Excerpted text:

Understanding Oxygen and Oxygen Levels
Oxygen is essential to a normal functioning body. The progression of COPD, and COPD flare-ups, may cause your oxygen levels to become low. So what does this mean to you? Here is all you need to know about oxygen and oxygen levels.
What is oxygen?
It’s an element with the symbol O. It makes up about 21 percent of air. When you inhale, it travels through your lungs to your bloodstream, and then travels to tissues, such as heart tissue. A cell on this tissue will use it to make energy needed for it to perform its work. Lack of oxygen may cause tissue damage, such as heart damage.
How are oxygen levels monitored?
There are two tests:
- Arterial Blood Gas (ABG). This involves an blood draw from your wrist or arm. Thankfully, this test doesn’t need to be done too often thanks to another, simpler test called...
- Pulse Oximetry. A probe is placed over your finger or earlobe. Since this is an easy test, it is often considered the fifth vital sign, and may be checked frequently.

Required tasks:
**a.** Name every place on the body where the text on oxygen levels says one of the two tests is done.
**b.** According to the text on oxygen levels, about what share of air is oxygen?
**c.** Write the next part of the text on oxygen levels, picking up after its last sentence.
The listing that comes next has nothing to do with the text on oxygen levels.

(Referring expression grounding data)
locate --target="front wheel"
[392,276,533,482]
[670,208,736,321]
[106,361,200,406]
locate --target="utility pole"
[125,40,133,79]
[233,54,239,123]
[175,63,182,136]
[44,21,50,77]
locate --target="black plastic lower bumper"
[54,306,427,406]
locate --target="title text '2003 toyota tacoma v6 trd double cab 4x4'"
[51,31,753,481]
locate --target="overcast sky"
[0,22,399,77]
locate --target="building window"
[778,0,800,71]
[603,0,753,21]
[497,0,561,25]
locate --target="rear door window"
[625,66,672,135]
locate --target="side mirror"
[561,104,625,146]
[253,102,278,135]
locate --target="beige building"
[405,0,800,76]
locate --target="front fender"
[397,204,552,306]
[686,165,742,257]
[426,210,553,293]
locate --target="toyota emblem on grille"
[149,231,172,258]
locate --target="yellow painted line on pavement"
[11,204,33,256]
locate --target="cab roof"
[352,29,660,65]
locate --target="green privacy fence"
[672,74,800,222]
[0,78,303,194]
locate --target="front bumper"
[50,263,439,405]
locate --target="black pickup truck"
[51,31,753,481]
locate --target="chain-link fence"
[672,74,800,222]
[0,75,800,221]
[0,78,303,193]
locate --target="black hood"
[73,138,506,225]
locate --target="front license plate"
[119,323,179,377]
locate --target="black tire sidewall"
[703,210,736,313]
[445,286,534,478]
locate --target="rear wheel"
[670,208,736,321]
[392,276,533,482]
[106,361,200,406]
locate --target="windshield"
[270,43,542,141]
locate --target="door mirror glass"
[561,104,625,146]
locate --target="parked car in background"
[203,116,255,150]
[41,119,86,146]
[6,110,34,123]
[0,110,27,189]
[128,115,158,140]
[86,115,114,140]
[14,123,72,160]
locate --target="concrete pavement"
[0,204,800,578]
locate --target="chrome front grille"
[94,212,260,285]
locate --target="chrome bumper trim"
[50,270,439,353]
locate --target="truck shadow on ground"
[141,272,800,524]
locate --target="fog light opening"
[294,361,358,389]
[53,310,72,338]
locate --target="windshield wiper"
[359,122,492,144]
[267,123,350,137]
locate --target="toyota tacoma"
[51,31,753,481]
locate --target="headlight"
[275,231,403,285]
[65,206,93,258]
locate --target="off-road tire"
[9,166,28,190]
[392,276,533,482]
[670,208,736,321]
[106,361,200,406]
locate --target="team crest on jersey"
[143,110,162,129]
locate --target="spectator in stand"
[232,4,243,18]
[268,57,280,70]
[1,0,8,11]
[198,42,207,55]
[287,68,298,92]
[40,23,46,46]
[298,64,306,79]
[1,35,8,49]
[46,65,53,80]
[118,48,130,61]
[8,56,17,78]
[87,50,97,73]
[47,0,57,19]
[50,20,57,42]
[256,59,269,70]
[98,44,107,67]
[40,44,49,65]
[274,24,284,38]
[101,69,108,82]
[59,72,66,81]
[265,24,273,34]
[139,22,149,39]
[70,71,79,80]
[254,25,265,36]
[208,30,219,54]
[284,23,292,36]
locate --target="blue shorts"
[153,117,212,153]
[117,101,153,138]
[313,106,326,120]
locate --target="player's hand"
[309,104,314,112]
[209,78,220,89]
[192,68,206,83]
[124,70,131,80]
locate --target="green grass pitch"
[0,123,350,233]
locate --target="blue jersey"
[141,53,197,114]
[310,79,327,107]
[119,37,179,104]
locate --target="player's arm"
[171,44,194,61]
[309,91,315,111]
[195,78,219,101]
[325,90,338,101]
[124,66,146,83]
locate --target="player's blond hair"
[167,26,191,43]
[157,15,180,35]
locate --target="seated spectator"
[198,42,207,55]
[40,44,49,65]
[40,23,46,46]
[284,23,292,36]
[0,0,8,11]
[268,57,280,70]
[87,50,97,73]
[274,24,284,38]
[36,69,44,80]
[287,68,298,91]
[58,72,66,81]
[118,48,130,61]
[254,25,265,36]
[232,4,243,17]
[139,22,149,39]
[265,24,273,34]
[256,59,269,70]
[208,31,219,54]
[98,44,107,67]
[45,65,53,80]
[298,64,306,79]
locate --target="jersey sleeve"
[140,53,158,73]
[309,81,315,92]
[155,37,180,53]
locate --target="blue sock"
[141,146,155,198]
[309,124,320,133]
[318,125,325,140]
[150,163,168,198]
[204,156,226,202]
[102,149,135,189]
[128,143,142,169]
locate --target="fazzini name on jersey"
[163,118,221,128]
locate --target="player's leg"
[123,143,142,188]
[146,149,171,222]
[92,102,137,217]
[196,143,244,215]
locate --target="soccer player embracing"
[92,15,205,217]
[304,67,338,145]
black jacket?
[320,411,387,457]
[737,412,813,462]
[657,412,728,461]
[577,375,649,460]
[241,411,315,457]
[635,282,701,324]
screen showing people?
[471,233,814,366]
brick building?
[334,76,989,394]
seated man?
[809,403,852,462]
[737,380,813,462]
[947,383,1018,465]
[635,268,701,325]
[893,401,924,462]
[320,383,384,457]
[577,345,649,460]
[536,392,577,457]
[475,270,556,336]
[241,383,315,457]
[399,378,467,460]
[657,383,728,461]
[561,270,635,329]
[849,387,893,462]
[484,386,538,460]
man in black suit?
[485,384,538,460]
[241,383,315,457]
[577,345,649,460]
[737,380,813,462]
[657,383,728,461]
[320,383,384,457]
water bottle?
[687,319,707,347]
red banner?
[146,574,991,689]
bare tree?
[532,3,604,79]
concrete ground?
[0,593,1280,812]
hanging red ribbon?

Responses by item number:
**a.** Wrist, arm, finger, earlobe

**b.** About 21 percent.

**c.**
They measure how efficient your lungs are at inhaling oxygen and transporting it into your bloodstream. The three most important are:
- SaO2. It's a percentage that shows how saturated your arterial blood is with oxygen. It's obtained from an ABG, so it's very accurate. Normal is 95-98%, although 90% or better is usually considered acceptable.
- PaO2. It's the partial pressure of arterial oxygen. It's obtained from an ABG, and is an accurate measure of oxygen in arterial blood. A normal range is 80-100, although 60 or better is usually considered acceptable. It's the same as SaO2, although it's estimated by pulse oximetry. A normal value is 95-98%, although 90% or better is usually considered acceptable.
- Hypoxemia. This is the term used when your PaO2 is less than 60 or your SaO2 and SpO2 are less than 90 percent. It means your blood oxygen level is low. Hypoxemia may lead to hypoxia.
- Hypoxia. This means your tissues aren’t getting enough oxygen.
- 90 percent SpO2 = 60 PO2 (this is your normal range, and usually no oxygen therapy is needed)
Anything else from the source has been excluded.